- **Given problem**: Restate the full listing word for word and leave the pictures out.

>> Begin Data entries

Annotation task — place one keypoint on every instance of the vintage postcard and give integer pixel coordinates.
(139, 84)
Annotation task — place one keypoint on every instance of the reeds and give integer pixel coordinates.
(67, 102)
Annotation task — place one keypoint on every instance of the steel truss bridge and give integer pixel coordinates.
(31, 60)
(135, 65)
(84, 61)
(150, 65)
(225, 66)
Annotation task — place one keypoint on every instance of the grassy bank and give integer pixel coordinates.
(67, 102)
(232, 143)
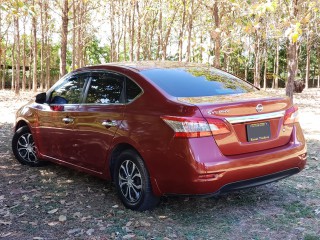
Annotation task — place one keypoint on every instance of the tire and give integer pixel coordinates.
(132, 182)
(24, 149)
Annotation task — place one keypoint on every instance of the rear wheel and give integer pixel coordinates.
(24, 148)
(133, 183)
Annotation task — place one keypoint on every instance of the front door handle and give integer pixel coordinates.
(67, 120)
(109, 123)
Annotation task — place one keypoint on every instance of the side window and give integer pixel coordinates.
(105, 88)
(132, 90)
(69, 92)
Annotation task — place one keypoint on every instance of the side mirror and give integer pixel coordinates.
(41, 98)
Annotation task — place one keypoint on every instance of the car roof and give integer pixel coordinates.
(145, 65)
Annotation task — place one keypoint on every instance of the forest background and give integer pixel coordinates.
(269, 43)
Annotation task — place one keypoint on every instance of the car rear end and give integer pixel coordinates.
(236, 136)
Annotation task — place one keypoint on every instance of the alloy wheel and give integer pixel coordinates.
(130, 181)
(26, 148)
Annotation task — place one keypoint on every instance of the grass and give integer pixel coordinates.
(283, 210)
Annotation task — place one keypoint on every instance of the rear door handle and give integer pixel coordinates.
(109, 123)
(67, 120)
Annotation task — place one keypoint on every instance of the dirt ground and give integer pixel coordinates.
(53, 202)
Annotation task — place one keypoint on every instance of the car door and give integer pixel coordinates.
(56, 120)
(98, 119)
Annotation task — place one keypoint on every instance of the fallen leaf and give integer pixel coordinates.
(3, 235)
(90, 231)
(53, 211)
(5, 223)
(145, 224)
(62, 218)
(129, 224)
(128, 236)
(51, 224)
(77, 214)
(73, 231)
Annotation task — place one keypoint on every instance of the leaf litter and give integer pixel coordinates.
(54, 202)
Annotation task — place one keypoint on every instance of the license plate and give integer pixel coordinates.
(258, 131)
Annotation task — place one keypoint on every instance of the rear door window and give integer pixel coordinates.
(105, 88)
(132, 90)
(70, 91)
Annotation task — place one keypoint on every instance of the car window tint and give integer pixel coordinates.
(132, 90)
(105, 88)
(69, 92)
(197, 82)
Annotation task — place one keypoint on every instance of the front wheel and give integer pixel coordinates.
(133, 183)
(24, 148)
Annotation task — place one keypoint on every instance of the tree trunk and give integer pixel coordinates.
(131, 27)
(64, 38)
(256, 76)
(24, 57)
(4, 72)
(159, 33)
(308, 62)
(34, 31)
(180, 44)
(292, 68)
(318, 85)
(217, 39)
(138, 41)
(276, 80)
(190, 26)
(74, 34)
(42, 45)
(265, 67)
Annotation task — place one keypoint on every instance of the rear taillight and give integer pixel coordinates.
(291, 115)
(195, 127)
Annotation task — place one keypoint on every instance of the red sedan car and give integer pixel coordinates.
(162, 128)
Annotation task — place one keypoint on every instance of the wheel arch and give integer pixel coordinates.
(20, 123)
(116, 151)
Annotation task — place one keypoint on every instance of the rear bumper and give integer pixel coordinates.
(208, 172)
(258, 181)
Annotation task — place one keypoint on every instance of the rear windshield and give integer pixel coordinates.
(197, 82)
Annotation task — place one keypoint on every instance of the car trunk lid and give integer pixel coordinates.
(255, 120)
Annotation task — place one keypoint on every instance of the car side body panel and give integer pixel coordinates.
(191, 166)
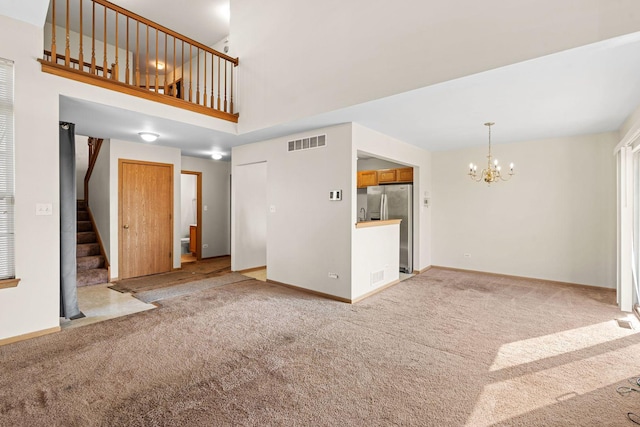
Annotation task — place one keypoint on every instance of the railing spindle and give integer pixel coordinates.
(231, 91)
(190, 73)
(146, 63)
(105, 64)
(80, 53)
(53, 31)
(175, 87)
(219, 60)
(156, 80)
(213, 105)
(166, 86)
(115, 70)
(204, 74)
(67, 50)
(93, 39)
(126, 69)
(137, 54)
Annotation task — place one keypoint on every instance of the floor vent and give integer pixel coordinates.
(624, 323)
(307, 143)
(377, 276)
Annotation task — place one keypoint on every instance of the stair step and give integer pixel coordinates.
(94, 276)
(87, 249)
(86, 237)
(89, 262)
(84, 226)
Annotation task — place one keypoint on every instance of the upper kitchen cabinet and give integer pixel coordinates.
(405, 175)
(386, 176)
(367, 178)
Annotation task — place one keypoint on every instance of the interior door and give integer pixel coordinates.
(145, 218)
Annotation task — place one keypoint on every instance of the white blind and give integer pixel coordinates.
(7, 188)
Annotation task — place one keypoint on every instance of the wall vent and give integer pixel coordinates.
(307, 143)
(376, 277)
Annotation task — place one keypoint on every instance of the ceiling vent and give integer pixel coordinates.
(307, 143)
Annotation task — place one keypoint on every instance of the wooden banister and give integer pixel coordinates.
(190, 74)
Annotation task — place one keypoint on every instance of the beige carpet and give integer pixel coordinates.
(440, 349)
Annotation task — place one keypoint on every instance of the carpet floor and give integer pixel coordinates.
(440, 349)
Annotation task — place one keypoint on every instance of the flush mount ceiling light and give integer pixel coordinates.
(148, 136)
(493, 171)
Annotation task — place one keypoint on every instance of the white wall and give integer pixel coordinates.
(308, 236)
(148, 153)
(99, 196)
(35, 303)
(82, 164)
(250, 216)
(216, 195)
(554, 220)
(364, 50)
(390, 149)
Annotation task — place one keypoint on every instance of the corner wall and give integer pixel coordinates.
(33, 305)
(308, 236)
(554, 220)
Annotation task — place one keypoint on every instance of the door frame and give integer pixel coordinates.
(198, 210)
(120, 212)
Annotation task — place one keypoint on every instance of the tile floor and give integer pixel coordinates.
(100, 303)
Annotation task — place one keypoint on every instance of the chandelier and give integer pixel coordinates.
(493, 171)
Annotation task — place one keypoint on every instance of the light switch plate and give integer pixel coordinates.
(44, 209)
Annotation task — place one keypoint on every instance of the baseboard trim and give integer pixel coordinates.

>> End Data entries

- **Written reply**:
Annotation task — place one keypoint on every instance of the vintage postcard and give integer pixel coordinates.
(139, 84)
Annotation task — place one keypoint on every instance of the reeds and give integer pixel coordinates.
(67, 102)
Annotation task — place one keypoint on every instance of the steel truss bridge and give integer pixel coordinates.
(31, 60)
(135, 65)
(84, 61)
(150, 65)
(225, 66)
Annotation task — place one keypoint on every instance of the grassy bank and give integer pixel coordinates.
(67, 102)
(232, 143)
Annotation task — place one keypoint on every instance of the tire and give integer pixel coordinates.
(132, 182)
(24, 149)
Annotation task — place one keypoint on every instance of the rear wheel and give integer pixel coordinates.
(24, 148)
(133, 183)
Annotation task — place one keypoint on every instance of the front door handle and give integer pixel coordinates.
(67, 120)
(109, 123)
Annotation task — place one keypoint on every instance of the side window and give integer pixel coordinates.
(105, 88)
(132, 90)
(69, 92)
Annotation task — place one keypoint on every instance of the side mirror and give integer pixel coordinates.
(41, 98)
Annotation task — place one keypoint on every instance of the car roof and give integer pixel coordinates.
(145, 65)
Annotation task — place one keypoint on every instance of the forest background and give integer pixel coordinates.
(269, 43)
Annotation task — place one keypoint on every instance of the car rear end and give integer pixel coordinates.
(236, 136)
Annotation task — place one keypoint on every instance of the alloy wheel and give integer pixel coordinates.
(130, 181)
(26, 148)
Annotation task — place one keypoint on every instance of the grass and give integer pixel coordinates.
(283, 210)
Annotation task — place one keypoint on every instance of the rear door handle and give integer pixel coordinates.
(109, 123)
(67, 120)
Annotation task — place one keypoint on every instance of the dirt ground and give integer pixel coordinates.
(53, 202)
Annotation task — place one keypoint on every instance of the car door and give integer pixel coordinates.
(56, 120)
(98, 119)
Annotation task — place one keypoint on every instance of the fallen leaf and give integer pixel coordinates.
(3, 235)
(90, 231)
(53, 211)
(5, 223)
(145, 224)
(62, 218)
(129, 224)
(128, 236)
(51, 224)
(77, 214)
(73, 231)
Annotation task — place one keypoint on every instance of the leaf litter and give integer pixel coordinates.
(54, 202)
Annotation task — place one keypoint on every instance of the license plate and give integer pixel coordinates.
(258, 131)
Annotation task — place one keypoint on every instance of the rear door window and give integer pixel coordinates.
(105, 88)
(132, 90)
(70, 91)
Annotation task — place one keypoint on every instance of the car window tint and give integer pixel coordinates.
(132, 90)
(105, 88)
(69, 92)
(197, 82)
Annotation task — place one keypoint on every instance of the front wheel and give integer pixel coordinates.
(133, 183)
(24, 148)
Annotation task — place one keypoint on every instance of the tree trunk and give integer pixel coordinates.
(131, 27)
(64, 38)
(256, 76)
(24, 57)
(4, 72)
(159, 33)
(308, 62)
(34, 31)
(180, 44)
(292, 68)
(318, 85)
(217, 39)
(138, 41)
(276, 80)
(190, 26)
(74, 34)
(42, 45)
(265, 67)
Annotation task — place one keypoint on every instance of the rear taillight and give integer pixel coordinates.
(291, 115)
(195, 127)
Annotation task — place one keypoint on every instance of the red sedan car and give integer pixel coordinates.
(162, 128)
Annotation task — place one keypoint on every instance of the wheel arch and give integer pixel coordinates.
(20, 123)
(116, 151)
Annotation task — place one keypoint on every instance of the rear bumper and give integer pixel coordinates.
(208, 172)
(258, 181)
Annotation task — place one keypoint on every instance of the rear windshield and give integer pixel coordinates.
(197, 82)
Annotation task — place one keypoint on every instance of the car trunk lid and give integer pixel coordinates.
(255, 120)
Annotation task — place one keypoint on every instance of the car side body panel and give integer pixel coordinates.
(191, 166)
Annotation task — place one keypoint on every instance of the railing spindle and give integer pixel coordinates.
(231, 91)
(190, 73)
(146, 63)
(105, 64)
(80, 53)
(53, 31)
(175, 87)
(219, 60)
(156, 80)
(213, 105)
(166, 86)
(115, 70)
(204, 74)
(67, 50)
(93, 39)
(126, 69)
(137, 54)
Annotation task — place one keypoint on every instance of the floor vent and give integer pixel coordinates.
(624, 323)
(307, 143)
(377, 276)
Annotation task — place one keypoint on every instance of the stair step and give integer pixel coordinates.
(94, 276)
(87, 249)
(86, 237)
(89, 262)
(84, 226)
Annotation task — place one keypoint on every instance of the upper kitchen cabinet and give integer pixel coordinates.
(405, 175)
(386, 176)
(367, 178)
Annotation task — place one keypoint on every instance of the interior door and give integer pixel coordinates.
(145, 218)
Annotation task — place one keypoint on every instance of the white blind and give integer pixel coordinates.
(7, 188)
Annotation task — place one keypoint on every instance of the wall vent and give integer pixel coordinates.
(307, 143)
(376, 277)
Annotation task — place one keypoint on every instance of the ceiling vent and give integer pixel coordinates.
(307, 143)
Annotation task — place one keypoint on every instance of the wooden banister and give integer pixel coordinates.
(190, 74)
Annotation task — place one keypoint on every instance of the beige carpet and give integer pixel coordinates.
(440, 349)
Annotation task — place one keypoint on every instance of the carpet floor and give integer pixel coordinates.
(440, 349)
Annotation task — place one keypoint on every instance of the flush mount ceiling light and give integer pixel coordinates.
(148, 136)
(493, 171)
Annotation task — place one keypoint on every instance of the white wall and give integer pixel coordinates.
(308, 236)
(148, 153)
(99, 196)
(35, 303)
(82, 164)
(250, 216)
(216, 195)
(554, 220)
(364, 50)
(390, 149)
Annotation task — place one keypoint on every instance of the corner wall and give integer pixel coordinates.
(33, 305)
(308, 236)
(554, 220)
Annotation task — place one keypoint on every instance of the door frame and give integer pixel coordinates.
(198, 210)
(120, 212)
Annotation task — place one keypoint on every instance of the tile floor and give integer pixel coordinates.
(100, 303)
Annotation task — place one keypoint on every instance of the chandelier and give integer pixel coordinates.
(493, 171)
Annotation task — place one keypoint on every instance of the light switch plate and give integer pixel coordinates.
(44, 209)
Annotation task — place one keypoint on every instance of the baseboard trim and give integer pixel coordinates.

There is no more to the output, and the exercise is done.